MI honeypots offer minimal supplemental fidelity and cost about the same to deploy as LI honeypots; hence, they occupy a space close to LI honeypots. HI honeypots represent a minor increase in fidelity, at some cost, but are unable to fool most attackers. Even when simulated load is applied to boost authenticity, HI honeypots still suffer from the limitations of imitative design rather than sharing lineage with real existing systems.
Sweet spots for deception environments. The model for deception environments supports solutions in previously unexplored spaces in the trilemma (see Figure 4). The following two trilemma "sweet spots" provide mechanisms for uncovering a richer and higher volume of attacker behavior for advanced observability.
Figure 4. The FIC Sweet Spot: Honeyhives and replicombs.
Systems in the first sweet spot, called replicombs, are downgraded replicas of production hosts that run with the same set of monitoring, orchestration, and supporting services deployed in real production environments. The replica is fed with simulated or replayed load from actual systems. A full replica host with a production-like load creates a deception system that, to an attacker, appears indistinguishable from a real host (as illustrated in Figure 5).
Figure 5. An example of replicomb deployment.
Modern deployment practices such as IaC make crafting downgraded replicas easier, and the plummeting cost of cloud computing makes deployment of sizable systems inexpensive. While still higher cost than a honeypot, a replicomb offers palpable enhancements: It features impressive fidelity and supports inspecting an expansive range of attacker behavior beyond initial access. Because of this, the replicomb occupies a space on the trilemma closer to the full datacenter replica. This is a sweet spot because it should, if implemented correctly, appear to be a real individual production host to even a cautious, skeptical attacker.

#### [Recorded information]
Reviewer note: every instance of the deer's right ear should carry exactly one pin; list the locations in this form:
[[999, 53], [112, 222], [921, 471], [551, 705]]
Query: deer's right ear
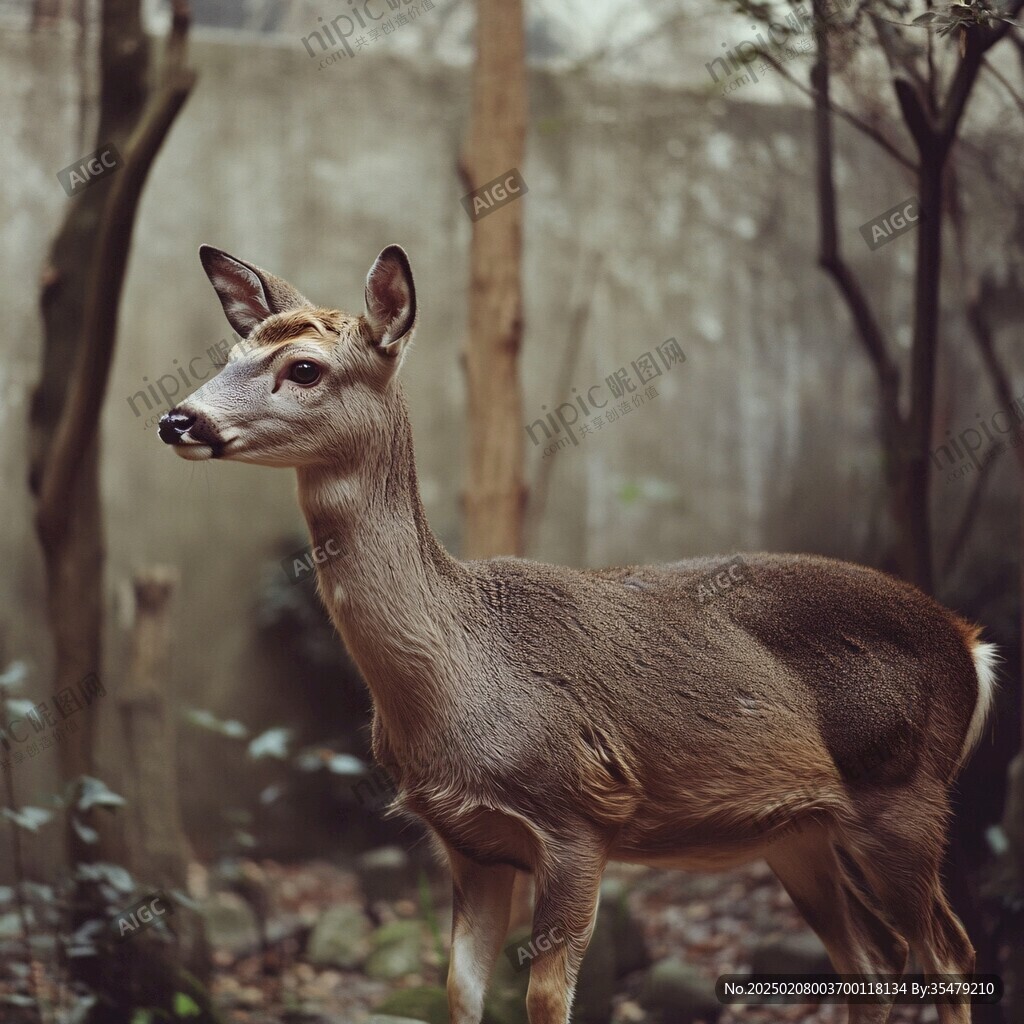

#### [The tasks]
• 1. In the passage on deception environments, why does the replicomb sit closer to the full datacenter replica on the trilemma?
• 2. Rewrite the paragraph beginning "Systems in the first sweet spot" from the deception environments passage as a short list, keeping its main facts.
• 3. Write the next part of the passage on deception environments, picking up after its final sentence.

#### [Outputs for the tasks]
• 1. It sits there because it offers high fidelity and lets defenders observe a broad range of attacker behavior beyond initial access. This holds even though it costs more than a honeypot.

• 2.
- Replicombs are the first sweet spot. They are downgraded replicas of production hosts.
- They run the same monitoring, orchestration, and supporting services as real production environments.
- They receive simulated or replayed load from actual systems.
- To an attacker, a full replica with production-like load looks the same as a real host.

• 3.
Systems in the second proposed sweet spot, called honeyhives, extend the replicomb approach with a full network of like-production hosts to observe how attackers move from their initial point of access onto adjacent hosts and services. Complete but scaled-down copies of an entire environment are deployed as a honeyhive with simulated, replayed, or mirrored activity flowing through the entire system. Therefore, a honeyhive yields a thoroughly lifelike environment for observing and conducting experiments on attackers, even if their behavior spans multiple systems (see Figure 6).
Figure 6. Example honeyhive based on a production environment.
The honeyhive environment may sound similar to a preproduction or staging environment—and it is. Modern IaC practices and inexpensive full isolation via cloud computing allow for a deception system such as a honeyhive to be deployed at a more reasonable cost than previously feasible. The honeyhive occupies a space on the tri-lemma nearest to the full datacenter replica, offering profound fidelity to attackers and in the intelligence gathered from it. With a honeyhive, behavior can be observed through more stages of an attacker's operation.
A replicomb is the starting point for a honeyhive, but outsized fidelity is unlocked by deploying the rest of the environment. A replicomb is effectively a copy of a service, so it requires simulated load to appear real. A honeyhive, in contrast, needs only simulated load applied to any points that would naturally interact with users; only one "true" replicomb is required as the initial entry point. The other replicomb hosts receive traffic from their peers just as they would in a production environment, so the honeyhive simply needs some external traffic to engender realistic flows.
Real-world implementation. Building replicombs and honeyhives is no more difficult for software organizations than setting up a new variant of an existing environment tier through IaC declarations. Deploying a replicomb is similar to a canary release of the chosen service, and deploying a honeyhive is similar to a soak or load test environment.
With this said, safely building deception environments requires careful attention to details beyond the usual concerns when creating a new environment.
Isolation boundaries. Where does the isolation boundary exist between the deception environment and any other environments that process user data or must remain available? How permeable is this boundary? Purposefully deploying vulnerable instances of a service without properly isolating them from user traffic is dangerous.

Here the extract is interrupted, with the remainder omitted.